### [Ausgangstext]
Schreibkraft
Heiner Frost

Kunst und Trost

"Claus auf Gut Trostenhof" – Carla Gottwein 2024. Foto: Rüdiger Dehnen

Alles begann mit einem Buch. Der Titel: „Warum wir Trost brauchen. Auf den Spuren eines menschlichen Bedürfnisses“. Der Autor: Jean-Pierre Wils. Was als Text begann, ist mittlerweile zu einem Projekt geworden. Elf Kunstschaffende haben sich mit dem Thema Trost beschäftigt und zeigen vom 21. bis zum 29. September im ArToll Kunstlabor die Ergebnisse ihrer Auseinandersetzung.

Eine Frage – elf Antworten

In der Ausstellung: ein großer Papierbogen. Darauf eine Frage und elf Antworten: „Kann Kunst trösten?“ Irgendwie, denkt man, ist das eine rhetorische Frage. Aber wie so oft hängt wahrscheinlich wieder einmal viel vom Standpunkt ab. Vielleicht muss man Zusatzfragen stellen. Wer soll getröstet werden? Trösten sich die Künstler selbst? Richtet sich Trost an das Publikum?

### [Ziel der Aufgabe]
Bitte setzen Sie den Artikel über die Trost-Ausstellung nach seinem letzten Satz fort.

### [Erfasste Daten]
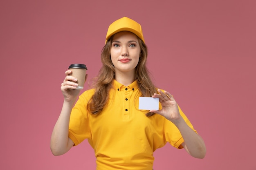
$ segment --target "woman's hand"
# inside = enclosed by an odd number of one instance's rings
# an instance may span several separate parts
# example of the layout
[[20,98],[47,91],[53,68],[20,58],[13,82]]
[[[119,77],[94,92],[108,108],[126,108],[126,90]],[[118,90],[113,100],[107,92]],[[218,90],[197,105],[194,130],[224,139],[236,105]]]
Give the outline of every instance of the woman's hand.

### [Ergebnis der Aufgabe]
Totenzettel

In einem der Ausstellungsräume: Totenzettel. Man kennt diese kleinformatigen Bildchen – früher wurden sie (man hatte noch eigene Gebetbücher) ins Gebetbuch eingelegt: Trost und Erinnerung. Schnell wird klar, dass in einem solchen Fall der Trost nicht unmittelbar durch die Abbildung gespendet wird, sondern durch den Glauben, der sie umweht. Geht man durch die Ausstellung, wird schnell klar, dass Trost eine vielschichtige „Angelegenheit“ ist – schwer zu fassen und lebendig irgendwie nur im Rezipienten. Trost – das ist der nächste Gedanke – sucht Halt im Erinnern und spendet – im besten Fall – einen veränderten Blick auf das Danach. Trost – das kann ein Raum sein, ein Gedanke, ein Geräusch, eine Aktion, die Gestaltwerdung eines Gedankens.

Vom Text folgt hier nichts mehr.